[Excerpts from segmentation records]
────

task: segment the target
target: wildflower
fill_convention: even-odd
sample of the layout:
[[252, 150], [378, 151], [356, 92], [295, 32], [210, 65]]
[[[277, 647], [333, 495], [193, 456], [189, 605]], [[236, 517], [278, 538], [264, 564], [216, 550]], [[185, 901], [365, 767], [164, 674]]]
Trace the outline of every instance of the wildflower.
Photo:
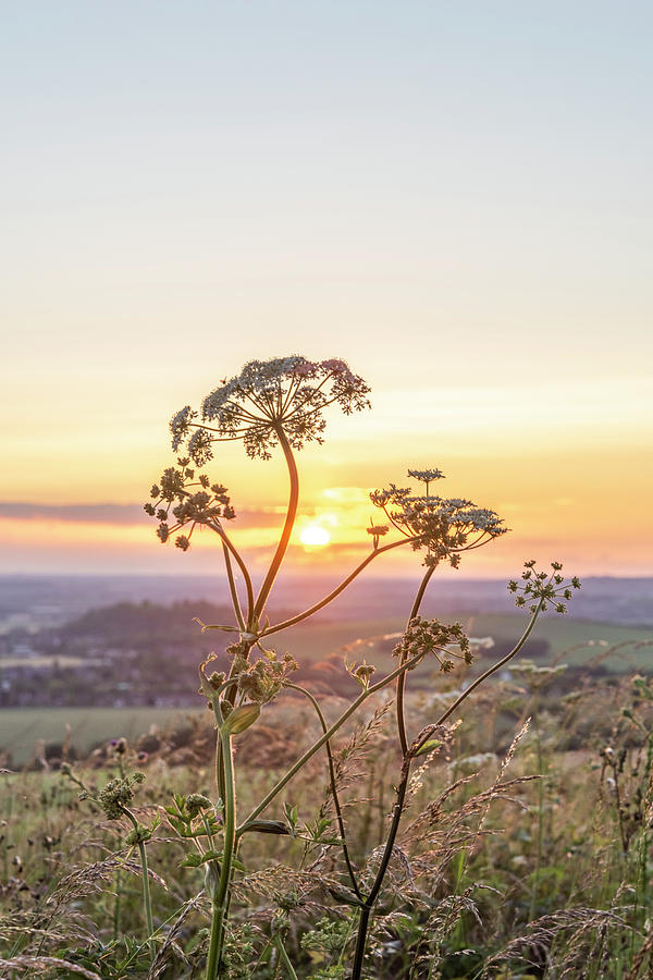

────

* **The problem**
Give only the number of lines in the material that contain the string "target", matching case exactly.

* **Right answer**
2